### REQUIRED WORK
Counting only lines below that contain the string "same", give the total as a single number.

Image point grounding data:
.....

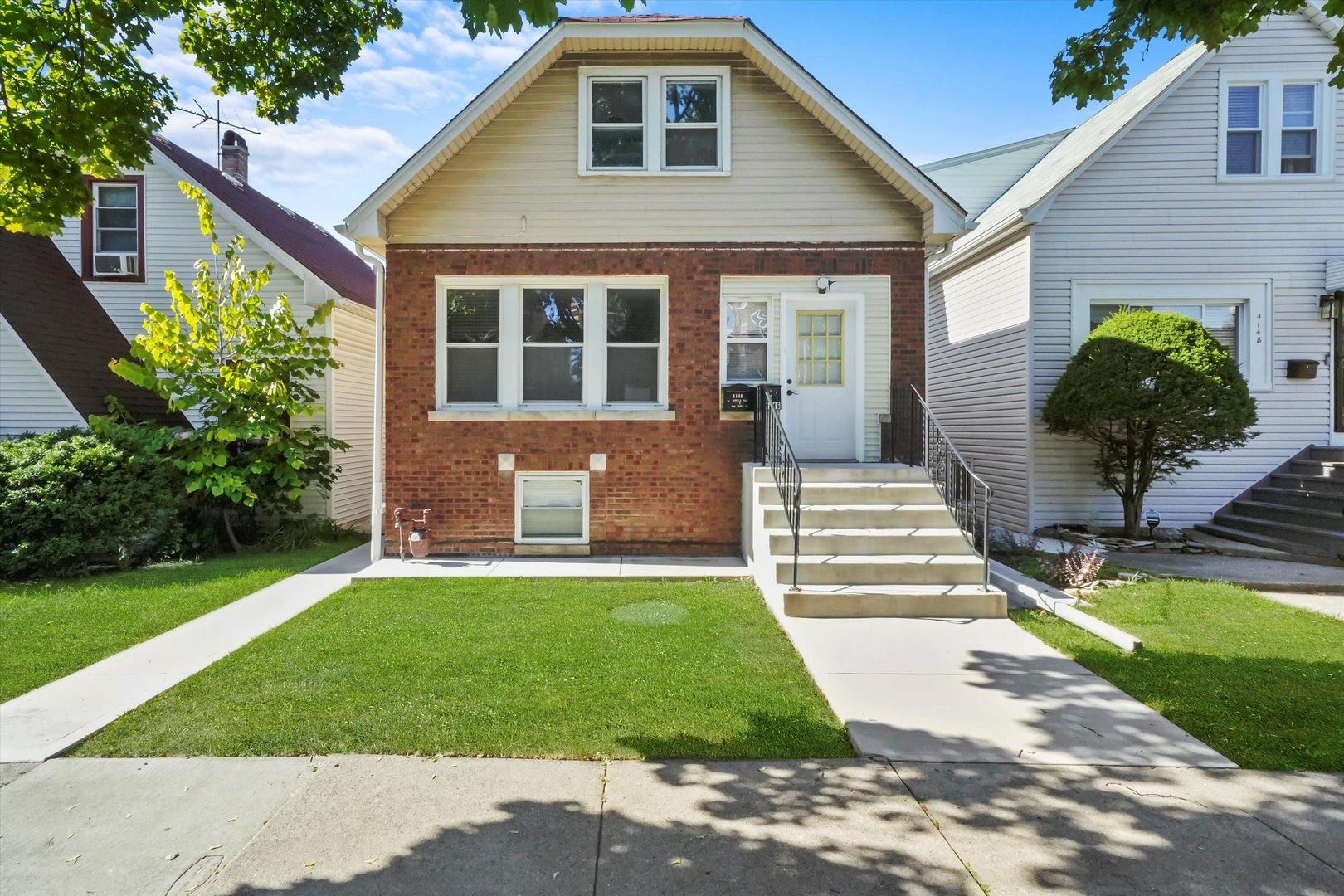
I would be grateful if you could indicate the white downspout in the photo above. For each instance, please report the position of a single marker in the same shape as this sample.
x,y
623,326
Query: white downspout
x,y
375,527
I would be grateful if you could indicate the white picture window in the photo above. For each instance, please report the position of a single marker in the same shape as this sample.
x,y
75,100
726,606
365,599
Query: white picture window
x,y
553,344
745,349
1274,127
552,508
654,121
116,229
1235,314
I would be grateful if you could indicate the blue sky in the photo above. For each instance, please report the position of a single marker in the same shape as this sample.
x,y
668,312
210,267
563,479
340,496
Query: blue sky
x,y
936,78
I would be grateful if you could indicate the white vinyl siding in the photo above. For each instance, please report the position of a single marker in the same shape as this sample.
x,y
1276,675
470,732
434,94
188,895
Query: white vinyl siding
x,y
30,401
791,179
977,373
1153,207
877,338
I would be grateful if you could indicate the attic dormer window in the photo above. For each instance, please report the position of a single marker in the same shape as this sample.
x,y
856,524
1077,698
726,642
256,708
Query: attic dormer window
x,y
654,121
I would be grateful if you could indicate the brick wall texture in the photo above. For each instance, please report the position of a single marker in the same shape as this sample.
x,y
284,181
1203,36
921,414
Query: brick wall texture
x,y
671,486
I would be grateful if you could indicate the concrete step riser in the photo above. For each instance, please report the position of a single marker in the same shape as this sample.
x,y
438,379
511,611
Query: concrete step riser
x,y
852,475
871,544
1326,522
866,519
880,572
1305,500
1308,543
855,606
874,494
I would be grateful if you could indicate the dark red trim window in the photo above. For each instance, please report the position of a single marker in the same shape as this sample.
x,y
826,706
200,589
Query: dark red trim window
x,y
113,230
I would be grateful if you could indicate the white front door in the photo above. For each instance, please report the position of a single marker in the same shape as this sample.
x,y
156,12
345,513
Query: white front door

.....

### RESPONSE AREA
9